Your instructions: Write out every entry below word for word, leaving the pictures out of your answer.

───

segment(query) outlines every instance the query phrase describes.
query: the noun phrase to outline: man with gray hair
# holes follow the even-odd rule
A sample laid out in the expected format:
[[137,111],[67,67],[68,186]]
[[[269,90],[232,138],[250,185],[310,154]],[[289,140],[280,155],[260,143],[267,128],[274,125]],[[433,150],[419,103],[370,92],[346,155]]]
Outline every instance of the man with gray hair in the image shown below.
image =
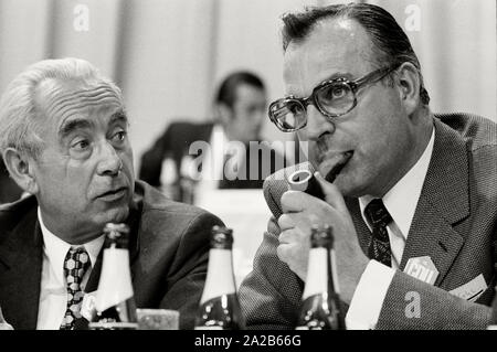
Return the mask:
[[73,329],[82,321],[68,307],[64,265],[75,250],[86,253],[81,290],[96,290],[103,227],[113,222],[130,228],[137,306],[179,310],[180,328],[193,327],[210,230],[222,223],[135,181],[128,116],[113,82],[77,58],[28,67],[1,99],[0,150],[11,178],[31,194],[0,207],[0,307],[8,323]]
[[437,115],[408,36],[367,3],[283,18],[272,121],[308,141],[325,196],[266,180],[273,217],[240,289],[248,328],[293,329],[313,225],[335,235],[350,329],[485,329],[495,296],[497,128]]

───

Result of this task:
segment(query) outlines every instance the query phrase describes.
query: the noun phrase to outline: man with gray hair
# holes follow the even-odd rule
A sample laid out in the expected format:
[[137,111],[67,67],[68,186]]
[[[269,90],[232,138],[250,185],[310,154]],[[289,140],[280,155],[260,143],[267,128],[274,125]],[[433,150],[419,103],[370,92],[346,155]]]
Outline every instance of the man with gray hair in the image shown below.
image =
Return the mask:
[[73,329],[82,321],[68,307],[64,265],[75,250],[86,253],[81,290],[96,290],[103,227],[113,222],[130,228],[137,306],[179,310],[180,328],[193,327],[210,230],[222,223],[135,181],[128,116],[113,82],[77,58],[28,67],[1,99],[0,150],[11,178],[31,194],[0,207],[0,307],[8,323]]
[[437,115],[408,36],[367,3],[283,18],[272,121],[308,141],[325,196],[266,180],[273,217],[240,289],[248,328],[293,329],[313,225],[335,235],[350,329],[485,329],[495,296],[497,128]]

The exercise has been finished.